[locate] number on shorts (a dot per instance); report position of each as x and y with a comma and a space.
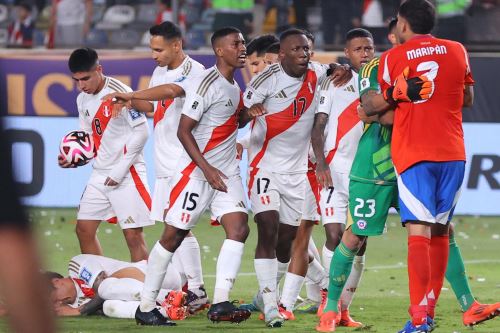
265, 186
330, 193
192, 201
370, 203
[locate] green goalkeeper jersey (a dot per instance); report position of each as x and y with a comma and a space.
373, 162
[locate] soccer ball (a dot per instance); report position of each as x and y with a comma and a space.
77, 147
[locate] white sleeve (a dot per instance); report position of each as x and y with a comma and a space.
134, 147
325, 96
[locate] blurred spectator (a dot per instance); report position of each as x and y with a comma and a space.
21, 30
165, 13
235, 13
71, 20
451, 19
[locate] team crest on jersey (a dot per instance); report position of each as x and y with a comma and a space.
361, 224
365, 83
134, 114
86, 276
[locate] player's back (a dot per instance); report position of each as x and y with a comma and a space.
109, 134
430, 130
280, 140
214, 103
167, 114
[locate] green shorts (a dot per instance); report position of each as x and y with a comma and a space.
369, 206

__SET PROBLEM__:
Could you return all the records above line for line, without changing a word, and leave the picture out?

__EXPECTED OUTPUT__:
[locate] number on shorts (a dot per instance); report position of each as x and y with a comma and a space.
265, 186
330, 193
192, 201
370, 203
[locate] green goalkeeper jersey (a dot per instance); report position of each as x and y with a comma and a space.
373, 162
[locate] soccer ball (a dot per instance); report position of each as x and y with a comma and a space.
77, 147
[locate] white sleeve (a dot per instance); report position of each as x and y with a comma and a space.
134, 147
325, 96
[locate] blurred spectator (a dot per instance); report position of each as x and y with a comma and a space.
21, 30
165, 13
235, 13
71, 20
451, 19
[locate] team crest on jersey (a dot per instance); report position of each as x and y with a comma and a space.
361, 224
365, 83
134, 114
86, 276
[locate] player's back (a dot per instance); report position of each as x and y with a comma and a space.
109, 134
430, 130
280, 140
214, 103
167, 114
[locate] green shorts (a dot per instance); report position of each as x and y with a comma and a space.
369, 206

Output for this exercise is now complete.